Problem description — Return the data given below exactly as it appears.

Data for the task —
= Beginning of Section =

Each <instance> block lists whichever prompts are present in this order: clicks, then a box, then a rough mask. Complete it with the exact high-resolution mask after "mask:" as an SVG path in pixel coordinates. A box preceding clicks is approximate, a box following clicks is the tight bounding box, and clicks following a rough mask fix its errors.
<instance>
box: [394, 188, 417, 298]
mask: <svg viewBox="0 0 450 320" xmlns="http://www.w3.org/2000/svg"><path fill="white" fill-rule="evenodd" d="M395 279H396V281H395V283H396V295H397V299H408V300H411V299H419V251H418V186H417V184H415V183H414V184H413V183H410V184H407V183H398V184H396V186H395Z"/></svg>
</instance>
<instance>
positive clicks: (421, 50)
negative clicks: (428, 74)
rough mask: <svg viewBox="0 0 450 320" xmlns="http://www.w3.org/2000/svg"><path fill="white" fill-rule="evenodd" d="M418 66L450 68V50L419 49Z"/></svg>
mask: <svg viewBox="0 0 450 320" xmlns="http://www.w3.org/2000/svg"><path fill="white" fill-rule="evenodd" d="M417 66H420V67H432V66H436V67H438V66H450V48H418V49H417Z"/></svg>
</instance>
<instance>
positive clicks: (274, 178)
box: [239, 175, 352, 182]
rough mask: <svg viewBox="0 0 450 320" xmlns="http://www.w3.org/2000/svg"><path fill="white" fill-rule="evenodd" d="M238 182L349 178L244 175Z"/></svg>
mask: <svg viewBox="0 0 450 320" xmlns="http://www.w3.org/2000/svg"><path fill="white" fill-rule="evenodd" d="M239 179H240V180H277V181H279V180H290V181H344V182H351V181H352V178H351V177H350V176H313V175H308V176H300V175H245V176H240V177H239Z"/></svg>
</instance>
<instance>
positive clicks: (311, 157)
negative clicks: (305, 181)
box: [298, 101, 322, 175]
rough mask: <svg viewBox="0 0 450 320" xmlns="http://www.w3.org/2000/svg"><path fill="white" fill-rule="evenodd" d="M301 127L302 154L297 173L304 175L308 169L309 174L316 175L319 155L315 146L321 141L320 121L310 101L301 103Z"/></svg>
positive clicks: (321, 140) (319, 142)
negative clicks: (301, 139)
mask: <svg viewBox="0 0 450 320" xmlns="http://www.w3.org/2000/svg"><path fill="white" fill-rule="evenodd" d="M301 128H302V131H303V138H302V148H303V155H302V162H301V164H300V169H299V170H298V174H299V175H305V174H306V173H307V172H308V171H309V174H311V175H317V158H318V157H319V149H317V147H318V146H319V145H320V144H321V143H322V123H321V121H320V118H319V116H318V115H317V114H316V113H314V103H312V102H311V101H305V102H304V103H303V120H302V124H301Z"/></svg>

= End of Section =

Written reply —
Each <instance> block lists whichever prompts are present in this order: clicks, then a box, then a rough mask. Complete it with the exact high-resolution mask after "mask:" as an SVG path in pixel coordinates. A box preceding clicks is approximate, a box following clicks is the tight bounding box, and clicks following a rough mask fix its errors.
<instance>
box: [394, 188, 417, 298]
mask: <svg viewBox="0 0 450 320" xmlns="http://www.w3.org/2000/svg"><path fill="white" fill-rule="evenodd" d="M395 279H396V281H395V283H396V295H397V299H408V300H411V299H419V251H418V186H417V184H415V183H414V184H413V183H410V184H407V183H398V184H396V186H395Z"/></svg>
</instance>
<instance>
positive clicks: (421, 50)
negative clicks: (428, 74)
rough mask: <svg viewBox="0 0 450 320" xmlns="http://www.w3.org/2000/svg"><path fill="white" fill-rule="evenodd" d="M418 66L450 68V50L419 49Z"/></svg>
mask: <svg viewBox="0 0 450 320" xmlns="http://www.w3.org/2000/svg"><path fill="white" fill-rule="evenodd" d="M417 66H420V67H432V66H436V67H438V66H450V48H418V49H417Z"/></svg>
</instance>
<instance>
positive clicks: (274, 178)
box: [239, 175, 352, 182]
rough mask: <svg viewBox="0 0 450 320" xmlns="http://www.w3.org/2000/svg"><path fill="white" fill-rule="evenodd" d="M238 182L349 178L244 175Z"/></svg>
mask: <svg viewBox="0 0 450 320" xmlns="http://www.w3.org/2000/svg"><path fill="white" fill-rule="evenodd" d="M239 179H240V180H277V181H279V180H290V181H344V182H351V181H352V178H351V177H350V176H313V175H308V176H300V175H245V176H240V177H239Z"/></svg>
</instance>
<instance>
positive clicks: (311, 157)
negative clicks: (305, 181)
box: [298, 101, 322, 175]
rough mask: <svg viewBox="0 0 450 320" xmlns="http://www.w3.org/2000/svg"><path fill="white" fill-rule="evenodd" d="M301 127L302 154L297 173L304 175L308 169L309 174L316 175L319 155L315 146L321 141L320 121L310 101L301 103Z"/></svg>
positive clicks: (321, 140) (319, 142)
negative clicks: (301, 139)
mask: <svg viewBox="0 0 450 320" xmlns="http://www.w3.org/2000/svg"><path fill="white" fill-rule="evenodd" d="M301 128H302V131H303V138H302V148H303V155H302V162H301V164H300V169H299V170H298V174H299V175H305V174H306V173H307V172H308V171H309V174H311V175H317V158H318V157H319V149H317V147H318V146H319V145H320V144H321V143H322V123H321V121H320V118H319V116H318V115H317V114H316V113H314V103H312V102H311V101H305V102H304V103H303V120H302V124H301Z"/></svg>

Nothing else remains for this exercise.